Start of DATA SUPPLIED

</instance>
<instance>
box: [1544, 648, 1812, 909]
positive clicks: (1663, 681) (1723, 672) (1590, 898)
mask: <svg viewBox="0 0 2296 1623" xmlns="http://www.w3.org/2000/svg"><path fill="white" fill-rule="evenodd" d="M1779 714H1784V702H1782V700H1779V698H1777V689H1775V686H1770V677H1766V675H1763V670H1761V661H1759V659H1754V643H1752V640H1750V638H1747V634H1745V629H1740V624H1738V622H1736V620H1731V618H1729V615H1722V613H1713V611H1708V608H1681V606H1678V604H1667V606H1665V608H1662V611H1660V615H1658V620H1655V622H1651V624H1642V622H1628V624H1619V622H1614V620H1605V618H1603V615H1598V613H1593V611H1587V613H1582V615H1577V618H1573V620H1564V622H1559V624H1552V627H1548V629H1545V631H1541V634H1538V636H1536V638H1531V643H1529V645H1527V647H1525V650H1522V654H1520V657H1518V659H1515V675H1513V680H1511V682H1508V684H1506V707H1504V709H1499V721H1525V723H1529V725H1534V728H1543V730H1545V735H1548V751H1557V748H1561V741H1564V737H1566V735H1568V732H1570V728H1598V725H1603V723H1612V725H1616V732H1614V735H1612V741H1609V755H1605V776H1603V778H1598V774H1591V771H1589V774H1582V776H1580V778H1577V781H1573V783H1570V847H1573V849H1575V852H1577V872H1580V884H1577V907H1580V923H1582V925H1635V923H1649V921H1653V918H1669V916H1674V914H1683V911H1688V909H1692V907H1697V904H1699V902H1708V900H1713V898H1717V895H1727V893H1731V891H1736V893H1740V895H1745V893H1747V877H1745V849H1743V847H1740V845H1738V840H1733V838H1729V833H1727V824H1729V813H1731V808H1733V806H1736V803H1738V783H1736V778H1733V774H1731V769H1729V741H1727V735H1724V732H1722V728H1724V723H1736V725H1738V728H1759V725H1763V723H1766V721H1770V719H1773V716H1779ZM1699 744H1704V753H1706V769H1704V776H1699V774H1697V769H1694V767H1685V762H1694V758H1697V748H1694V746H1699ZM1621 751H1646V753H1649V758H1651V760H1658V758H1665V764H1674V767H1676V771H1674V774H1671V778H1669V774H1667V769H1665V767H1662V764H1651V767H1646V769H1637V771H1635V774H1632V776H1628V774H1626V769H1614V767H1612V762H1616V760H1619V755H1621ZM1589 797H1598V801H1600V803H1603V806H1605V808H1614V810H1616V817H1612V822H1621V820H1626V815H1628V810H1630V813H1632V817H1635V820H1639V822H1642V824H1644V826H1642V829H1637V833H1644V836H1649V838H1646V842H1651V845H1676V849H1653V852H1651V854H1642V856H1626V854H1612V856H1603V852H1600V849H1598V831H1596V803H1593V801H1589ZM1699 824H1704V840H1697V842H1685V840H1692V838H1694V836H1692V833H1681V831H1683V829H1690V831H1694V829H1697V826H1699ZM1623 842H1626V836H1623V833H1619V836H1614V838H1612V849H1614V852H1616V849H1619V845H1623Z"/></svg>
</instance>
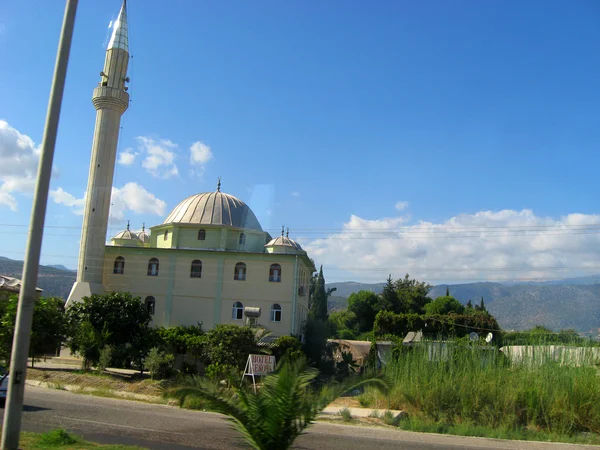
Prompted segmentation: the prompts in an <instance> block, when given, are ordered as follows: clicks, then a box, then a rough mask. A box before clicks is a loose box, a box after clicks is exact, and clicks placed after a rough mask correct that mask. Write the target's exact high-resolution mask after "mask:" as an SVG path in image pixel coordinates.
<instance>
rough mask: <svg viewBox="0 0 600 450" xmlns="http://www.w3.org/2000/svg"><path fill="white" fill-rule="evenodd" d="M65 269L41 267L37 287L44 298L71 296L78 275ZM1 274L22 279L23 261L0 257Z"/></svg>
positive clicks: (3, 257)
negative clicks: (72, 290) (20, 278)
mask: <svg viewBox="0 0 600 450" xmlns="http://www.w3.org/2000/svg"><path fill="white" fill-rule="evenodd" d="M63 267H64V266H63ZM65 269H66V268H65ZM65 269H57V268H56V267H52V266H40V270H39V274H38V283H37V287H39V288H40V289H42V290H43V291H44V292H42V296H44V297H61V298H64V299H66V298H67V297H68V296H69V292H71V288H72V287H73V283H74V282H75V276H76V275H77V274H76V273H75V272H74V271H72V270H69V269H66V270H65ZM0 274H2V275H8V276H9V277H14V278H22V275H23V261H16V260H14V259H9V258H4V257H2V256H0Z"/></svg>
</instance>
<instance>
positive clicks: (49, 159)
mask: <svg viewBox="0 0 600 450" xmlns="http://www.w3.org/2000/svg"><path fill="white" fill-rule="evenodd" d="M77 2H78V0H67V4H66V7H65V15H64V18H63V25H62V30H61V34H60V41H59V44H58V51H57V55H56V64H55V66H54V77H53V79H52V87H51V89H50V99H49V101H48V111H47V113H46V124H45V127H44V138H43V141H42V152H41V156H40V162H39V167H38V174H37V184H36V187H35V195H34V197H33V205H32V207H31V220H30V222H29V236H28V240H27V252H26V254H25V262H24V264H23V283H22V285H21V292H20V293H19V305H18V309H17V323H16V325H15V335H14V338H13V346H12V356H11V362H10V370H9V387H8V398H7V401H6V410H5V412H4V423H3V427H2V447H1V448H2V450H18V448H19V435H20V433H21V413H22V410H23V397H24V395H25V375H26V371H27V355H28V354H29V341H30V335H31V322H32V320H33V307H34V303H35V300H36V285H37V277H38V269H39V264H40V252H41V248H42V236H43V232H44V221H45V218H46V204H47V202H48V189H49V187H50V176H51V174H52V161H53V159H54V146H55V144H56V133H57V129H58V120H59V117H60V107H61V103H62V96H63V90H64V87H65V78H66V75H67V64H68V62H69V52H70V50H71V38H72V37H73V28H74V25H75V13H76V12H77Z"/></svg>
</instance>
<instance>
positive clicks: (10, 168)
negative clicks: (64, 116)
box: [0, 120, 40, 211]
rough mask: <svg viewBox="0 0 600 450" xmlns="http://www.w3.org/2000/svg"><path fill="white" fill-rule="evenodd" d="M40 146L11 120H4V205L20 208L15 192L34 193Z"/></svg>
mask: <svg viewBox="0 0 600 450" xmlns="http://www.w3.org/2000/svg"><path fill="white" fill-rule="evenodd" d="M39 158H40V149H39V147H36V146H35V145H34V143H33V140H32V139H31V138H30V137H29V136H27V135H24V134H21V133H20V132H19V131H18V130H17V129H16V128H13V127H11V126H10V125H9V124H8V122H6V121H4V120H0V205H7V206H8V207H9V208H10V209H11V210H13V211H16V210H17V200H16V198H15V197H14V195H13V194H14V193H21V194H26V195H31V194H33V191H34V189H35V182H36V175H37V166H38V161H39Z"/></svg>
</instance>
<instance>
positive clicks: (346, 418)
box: [340, 408, 352, 422]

End of DATA SUPPLIED

## REQUIRED ACTION
Without the pictures, reproduce every line of the records above exactly.

## RESULT OF THE TASK
</instance>
<instance>
box: [1544, 648, 1812, 909]
positive clicks: (1663, 681) (1723, 672) (1590, 898)
mask: <svg viewBox="0 0 2296 1623" xmlns="http://www.w3.org/2000/svg"><path fill="white" fill-rule="evenodd" d="M1779 714H1784V702H1782V700H1779V698H1777V689H1775V686H1770V677H1766V675H1763V670H1761V661H1759V659H1754V643H1752V640H1750V638H1747V634H1745V629H1740V624H1738V622H1736V620H1731V618H1729V615H1722V613H1713V611H1708V608H1681V606H1678V604H1667V606H1665V608H1662V611H1660V615H1658V620H1655V622H1651V624H1642V622H1628V624H1619V622H1614V620H1605V618H1603V615H1598V613H1593V611H1587V613H1582V615H1577V618H1573V620H1564V622H1559V624H1552V627H1548V629H1545V631H1541V634H1538V636H1536V638H1531V643H1529V645H1527V647H1525V650H1522V654H1520V657H1518V659H1515V675H1513V680H1511V682H1508V684H1506V707H1504V709H1499V721H1525V723H1529V725H1534V728H1543V730H1545V735H1548V751H1557V748H1561V741H1564V737H1566V735H1568V732H1570V728H1598V725H1603V723H1612V725H1616V732H1614V735H1612V741H1609V755H1605V776H1603V778H1598V774H1591V771H1589V774H1582V776H1580V778H1577V781H1573V783H1570V847H1573V849H1575V852H1577V872H1580V884H1577V907H1580V923H1582V925H1635V923H1649V921H1653V918H1669V916H1674V914H1683V911H1688V909H1692V907H1697V904H1699V902H1708V900H1713V898H1717V895H1727V893H1731V891H1736V893H1740V895H1745V893H1747V877H1745V849H1743V847H1740V845H1738V840H1733V838H1729V833H1727V824H1729V813H1731V808H1733V806H1736V803H1738V783H1736V778H1733V774H1731V769H1729V741H1727V735H1724V732H1722V728H1724V723H1736V725H1738V728H1759V725H1763V723H1766V721H1770V719H1773V716H1779ZM1699 744H1704V753H1706V769H1704V776H1699V774H1697V769H1694V767H1685V762H1694V758H1697V748H1694V746H1699ZM1621 751H1646V753H1649V758H1651V760H1658V758H1665V764H1674V767H1676V771H1674V774H1671V778H1669V774H1667V769H1665V767H1662V764H1651V767H1646V769H1637V771H1635V774H1632V776H1628V774H1626V769H1614V767H1612V762H1616V760H1619V755H1621ZM1589 797H1598V801H1600V803H1603V806H1605V808H1614V810H1616V817H1612V822H1621V820H1626V815H1628V810H1630V813H1632V817H1635V820H1639V822H1642V824H1644V826H1642V829H1637V833H1644V836H1649V838H1646V842H1651V845H1676V849H1653V852H1651V854H1642V856H1626V854H1612V856H1603V852H1600V849H1598V831H1596V803H1593V801H1589ZM1699 824H1704V840H1697V842H1685V840H1692V838H1694V836H1692V833H1681V831H1683V829H1690V831H1694V829H1697V826H1699ZM1623 842H1626V836H1623V833H1619V836H1614V838H1612V849H1614V852H1616V849H1619V845H1623Z"/></svg>
</instance>
Prompted segmentation: the prompts in an <instance> block, when given, are ordered as follows: clicks, then a box, then a rough mask. A box before clicks is a loose box, a box after clicks is exact, and clicks placed after a rough mask correct that mask. Write the target's exact high-resolution mask after "mask:" as an SVG path in image pixel coordinates.
<instance>
rough mask: <svg viewBox="0 0 600 450" xmlns="http://www.w3.org/2000/svg"><path fill="white" fill-rule="evenodd" d="M65 269L41 267L37 287L44 298L71 296L78 275ZM1 274L22 279L23 261L0 257Z"/></svg>
positive clicks: (3, 257)
negative clicks: (72, 290) (20, 278)
mask: <svg viewBox="0 0 600 450" xmlns="http://www.w3.org/2000/svg"><path fill="white" fill-rule="evenodd" d="M63 267H64V266H63ZM65 269H66V268H65ZM65 269H57V268H56V267H52V266H40V270H39V274H38V283H37V287H39V288H40V289H42V290H43V291H44V292H42V296H44V297H61V298H64V299H66V298H67V297H68V296H69V292H71V288H72V287H73V283H74V282H75V276H76V275H77V274H76V273H75V272H74V271H72V270H69V269H66V270H65ZM0 274H2V275H8V276H9V277H14V278H22V275H23V261H16V260H14V259H9V258H4V257H2V256H0Z"/></svg>
</instance>
<instance>
positive clicks: (49, 159)
mask: <svg viewBox="0 0 600 450" xmlns="http://www.w3.org/2000/svg"><path fill="white" fill-rule="evenodd" d="M77 2H78V0H67V4H66V7H65V15H64V18H63V25H62V30H61V34H60V41H59V44H58V51H57V55H56V64H55V66H54V77H53V79H52V87H51V89H50V99H49V101H48V111H47V113H46V124H45V127H44V138H43V141H42V152H41V156H40V162H39V167H38V174H37V184H36V187H35V195H34V197H33V205H32V207H31V220H30V222H29V236H28V240H27V252H26V254H25V262H24V264H23V283H22V285H21V292H20V293H19V305H18V309H17V323H16V325H15V335H14V338H13V346H12V356H11V362H10V370H9V387H8V398H7V401H6V410H5V412H4V423H3V427H2V447H1V448H2V450H18V448H19V435H20V433H21V413H22V410H23V397H24V395H25V375H26V371H27V355H28V354H29V341H30V335H31V322H32V320H33V307H34V303H35V300H36V285H37V277H38V269H39V264H40V252H41V248H42V236H43V232H44V221H45V218H46V204H47V202H48V189H49V187H50V176H51V174H52V161H53V159H54V146H55V144H56V133H57V129H58V120H59V117H60V107H61V103H62V96H63V90H64V87H65V78H66V75H67V64H68V62H69V52H70V50H71V38H72V37H73V28H74V25H75V13H76V12H77Z"/></svg>
</instance>
<instance>
positive clicks: (10, 168)
negative clicks: (64, 116)
box: [0, 120, 40, 211]
rough mask: <svg viewBox="0 0 600 450" xmlns="http://www.w3.org/2000/svg"><path fill="white" fill-rule="evenodd" d="M40 146L11 120H4V205L20 208L15 192L34 193Z"/></svg>
mask: <svg viewBox="0 0 600 450" xmlns="http://www.w3.org/2000/svg"><path fill="white" fill-rule="evenodd" d="M39 158H40V149H39V147H36V146H35V145H34V143H33V140H32V139H31V138H30V137H29V136H27V135H24V134H21V133H20V132H19V131H18V130H17V129H16V128H13V127H11V126H10V125H9V124H8V122H6V121H4V120H0V205H7V206H8V207H9V208H10V209H11V210H13V211H16V210H17V200H16V198H15V197H14V195H13V194H14V193H21V194H26V195H31V194H33V191H34V189H35V182H36V175H37V166H38V161H39Z"/></svg>
</instance>
<instance>
positive clicks: (346, 418)
box: [340, 408, 352, 422]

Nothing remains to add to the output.